#### WHAT YOU SHOULD DO:
Return the lines from the start of the records up to and including the line that contains "178 87 L 46", reproducing them character for character.

#### RAW DATA:
______

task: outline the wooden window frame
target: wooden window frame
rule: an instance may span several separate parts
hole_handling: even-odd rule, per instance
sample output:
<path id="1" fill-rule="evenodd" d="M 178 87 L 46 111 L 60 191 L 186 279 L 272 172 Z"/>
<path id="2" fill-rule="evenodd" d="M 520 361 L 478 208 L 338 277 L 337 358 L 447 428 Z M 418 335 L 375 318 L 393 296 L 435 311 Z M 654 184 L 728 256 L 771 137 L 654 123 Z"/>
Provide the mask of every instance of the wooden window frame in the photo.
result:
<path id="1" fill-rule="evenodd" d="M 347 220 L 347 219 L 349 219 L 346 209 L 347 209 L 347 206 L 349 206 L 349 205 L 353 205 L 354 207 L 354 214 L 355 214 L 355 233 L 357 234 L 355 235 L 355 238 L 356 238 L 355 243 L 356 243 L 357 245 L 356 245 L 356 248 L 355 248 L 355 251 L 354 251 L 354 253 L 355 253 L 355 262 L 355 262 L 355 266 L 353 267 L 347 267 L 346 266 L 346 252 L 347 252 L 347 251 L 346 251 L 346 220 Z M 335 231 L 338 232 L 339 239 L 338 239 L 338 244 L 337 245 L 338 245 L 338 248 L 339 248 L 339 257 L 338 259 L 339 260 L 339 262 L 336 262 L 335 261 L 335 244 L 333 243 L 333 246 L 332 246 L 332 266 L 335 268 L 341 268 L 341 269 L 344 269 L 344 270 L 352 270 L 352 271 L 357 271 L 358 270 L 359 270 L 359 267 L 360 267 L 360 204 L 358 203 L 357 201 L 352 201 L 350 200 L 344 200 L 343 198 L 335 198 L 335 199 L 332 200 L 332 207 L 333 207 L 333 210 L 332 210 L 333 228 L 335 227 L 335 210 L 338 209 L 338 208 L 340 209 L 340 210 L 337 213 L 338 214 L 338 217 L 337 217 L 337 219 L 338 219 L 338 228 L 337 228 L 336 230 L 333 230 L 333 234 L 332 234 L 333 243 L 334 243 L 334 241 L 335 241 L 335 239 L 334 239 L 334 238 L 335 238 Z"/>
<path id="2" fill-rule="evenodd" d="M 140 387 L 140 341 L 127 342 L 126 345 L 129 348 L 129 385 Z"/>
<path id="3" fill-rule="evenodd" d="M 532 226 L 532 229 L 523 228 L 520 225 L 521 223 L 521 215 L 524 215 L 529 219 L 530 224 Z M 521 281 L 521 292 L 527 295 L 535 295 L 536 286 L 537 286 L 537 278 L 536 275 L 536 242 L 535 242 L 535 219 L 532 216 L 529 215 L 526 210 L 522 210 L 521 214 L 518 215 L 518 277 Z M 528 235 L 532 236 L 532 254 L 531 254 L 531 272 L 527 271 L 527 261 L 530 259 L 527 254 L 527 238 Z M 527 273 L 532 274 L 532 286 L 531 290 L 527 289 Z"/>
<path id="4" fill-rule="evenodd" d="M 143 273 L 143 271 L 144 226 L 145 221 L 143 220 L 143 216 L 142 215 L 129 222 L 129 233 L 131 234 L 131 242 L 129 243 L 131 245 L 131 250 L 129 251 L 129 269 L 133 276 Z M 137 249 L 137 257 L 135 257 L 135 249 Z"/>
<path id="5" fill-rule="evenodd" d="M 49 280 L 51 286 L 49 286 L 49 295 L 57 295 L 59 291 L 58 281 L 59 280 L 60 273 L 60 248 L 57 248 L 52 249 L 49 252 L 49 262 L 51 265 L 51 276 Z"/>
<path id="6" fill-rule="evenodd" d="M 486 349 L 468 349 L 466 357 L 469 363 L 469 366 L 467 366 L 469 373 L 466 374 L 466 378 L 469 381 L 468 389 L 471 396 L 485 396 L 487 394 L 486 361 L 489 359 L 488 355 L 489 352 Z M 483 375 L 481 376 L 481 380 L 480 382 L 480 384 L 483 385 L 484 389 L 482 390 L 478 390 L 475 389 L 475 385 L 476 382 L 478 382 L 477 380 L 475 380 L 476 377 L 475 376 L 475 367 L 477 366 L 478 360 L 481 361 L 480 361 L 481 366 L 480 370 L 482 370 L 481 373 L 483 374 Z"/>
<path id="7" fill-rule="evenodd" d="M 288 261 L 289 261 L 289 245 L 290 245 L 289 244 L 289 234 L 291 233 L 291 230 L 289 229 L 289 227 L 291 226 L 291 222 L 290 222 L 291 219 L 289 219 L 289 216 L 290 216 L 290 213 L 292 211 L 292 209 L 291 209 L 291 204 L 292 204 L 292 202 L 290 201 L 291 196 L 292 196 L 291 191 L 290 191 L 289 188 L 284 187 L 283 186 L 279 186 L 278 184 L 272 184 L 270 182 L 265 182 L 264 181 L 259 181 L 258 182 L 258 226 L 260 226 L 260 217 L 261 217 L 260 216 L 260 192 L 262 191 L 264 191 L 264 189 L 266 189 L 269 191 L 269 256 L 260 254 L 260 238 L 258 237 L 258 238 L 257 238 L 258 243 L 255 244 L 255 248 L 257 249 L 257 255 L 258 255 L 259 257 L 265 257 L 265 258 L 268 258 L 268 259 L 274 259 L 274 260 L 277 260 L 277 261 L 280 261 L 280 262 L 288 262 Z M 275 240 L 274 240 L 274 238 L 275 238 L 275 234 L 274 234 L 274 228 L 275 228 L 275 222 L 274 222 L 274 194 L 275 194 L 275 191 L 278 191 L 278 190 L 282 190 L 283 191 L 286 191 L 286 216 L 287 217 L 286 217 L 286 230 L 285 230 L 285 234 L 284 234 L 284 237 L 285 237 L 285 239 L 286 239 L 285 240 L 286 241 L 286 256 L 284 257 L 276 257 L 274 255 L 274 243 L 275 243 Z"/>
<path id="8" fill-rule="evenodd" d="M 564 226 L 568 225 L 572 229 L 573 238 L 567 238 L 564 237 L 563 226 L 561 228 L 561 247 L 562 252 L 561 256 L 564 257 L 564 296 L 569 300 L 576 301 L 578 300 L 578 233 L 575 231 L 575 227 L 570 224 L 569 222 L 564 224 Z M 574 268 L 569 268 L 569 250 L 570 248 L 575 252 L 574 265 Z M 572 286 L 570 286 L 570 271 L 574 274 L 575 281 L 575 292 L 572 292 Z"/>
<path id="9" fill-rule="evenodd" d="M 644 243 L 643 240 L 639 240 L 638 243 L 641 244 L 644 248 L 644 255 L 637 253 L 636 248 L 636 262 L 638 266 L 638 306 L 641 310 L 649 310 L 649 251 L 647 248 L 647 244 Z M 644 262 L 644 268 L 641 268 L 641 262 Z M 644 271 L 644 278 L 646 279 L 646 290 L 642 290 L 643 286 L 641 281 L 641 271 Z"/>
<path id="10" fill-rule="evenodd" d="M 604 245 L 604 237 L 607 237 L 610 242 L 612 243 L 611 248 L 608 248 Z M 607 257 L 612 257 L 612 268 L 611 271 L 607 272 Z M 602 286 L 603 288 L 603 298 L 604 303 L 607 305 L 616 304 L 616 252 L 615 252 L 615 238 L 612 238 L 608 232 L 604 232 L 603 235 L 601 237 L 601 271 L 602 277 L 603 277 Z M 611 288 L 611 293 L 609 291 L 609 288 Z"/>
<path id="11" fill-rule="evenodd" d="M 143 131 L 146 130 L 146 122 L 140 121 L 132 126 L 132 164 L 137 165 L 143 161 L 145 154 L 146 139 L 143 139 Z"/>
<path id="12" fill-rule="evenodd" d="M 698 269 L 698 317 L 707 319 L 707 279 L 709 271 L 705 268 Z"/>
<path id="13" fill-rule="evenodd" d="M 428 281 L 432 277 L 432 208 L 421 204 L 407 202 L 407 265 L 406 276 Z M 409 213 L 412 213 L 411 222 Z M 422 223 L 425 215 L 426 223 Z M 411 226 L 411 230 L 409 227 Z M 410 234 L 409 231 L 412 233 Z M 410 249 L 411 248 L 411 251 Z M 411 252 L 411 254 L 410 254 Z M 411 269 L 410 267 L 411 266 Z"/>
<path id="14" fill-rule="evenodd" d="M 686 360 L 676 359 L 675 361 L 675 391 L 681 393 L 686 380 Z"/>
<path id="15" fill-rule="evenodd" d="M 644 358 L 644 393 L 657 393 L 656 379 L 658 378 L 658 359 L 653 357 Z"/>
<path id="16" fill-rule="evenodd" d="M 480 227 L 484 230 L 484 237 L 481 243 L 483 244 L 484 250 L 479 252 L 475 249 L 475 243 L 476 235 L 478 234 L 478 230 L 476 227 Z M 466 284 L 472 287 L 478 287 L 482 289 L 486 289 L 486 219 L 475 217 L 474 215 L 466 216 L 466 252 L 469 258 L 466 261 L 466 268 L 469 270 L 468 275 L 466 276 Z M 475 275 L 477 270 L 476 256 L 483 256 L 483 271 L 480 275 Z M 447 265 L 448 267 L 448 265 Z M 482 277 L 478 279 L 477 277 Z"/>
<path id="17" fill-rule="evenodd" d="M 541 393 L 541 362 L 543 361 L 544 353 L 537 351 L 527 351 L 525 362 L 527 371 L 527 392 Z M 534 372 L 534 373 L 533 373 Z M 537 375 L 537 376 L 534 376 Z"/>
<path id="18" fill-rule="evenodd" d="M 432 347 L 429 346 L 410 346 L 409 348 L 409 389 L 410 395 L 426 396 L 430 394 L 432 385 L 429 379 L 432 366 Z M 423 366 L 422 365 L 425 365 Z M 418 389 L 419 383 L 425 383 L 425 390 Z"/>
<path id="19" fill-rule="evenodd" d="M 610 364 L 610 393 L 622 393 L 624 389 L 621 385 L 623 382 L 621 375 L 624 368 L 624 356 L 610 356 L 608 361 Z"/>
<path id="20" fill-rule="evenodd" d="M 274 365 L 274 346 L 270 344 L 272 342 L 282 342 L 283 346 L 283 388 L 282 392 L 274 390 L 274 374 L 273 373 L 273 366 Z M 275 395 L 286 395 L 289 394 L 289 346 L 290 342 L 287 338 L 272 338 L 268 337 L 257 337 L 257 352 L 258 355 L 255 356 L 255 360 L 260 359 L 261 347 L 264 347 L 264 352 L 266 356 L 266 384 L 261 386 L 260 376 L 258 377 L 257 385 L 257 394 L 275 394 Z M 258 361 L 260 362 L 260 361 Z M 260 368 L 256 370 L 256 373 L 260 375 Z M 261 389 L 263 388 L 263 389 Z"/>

______

#### EXPECTED OUTPUT:
task: outline the wooden window frame
target: wooden window frame
rule: an instance may span several separate parts
hole_handling: even-odd rule, per instance
sample output:
<path id="1" fill-rule="evenodd" d="M 178 87 L 46 111 L 60 191 L 186 279 L 272 172 Z"/>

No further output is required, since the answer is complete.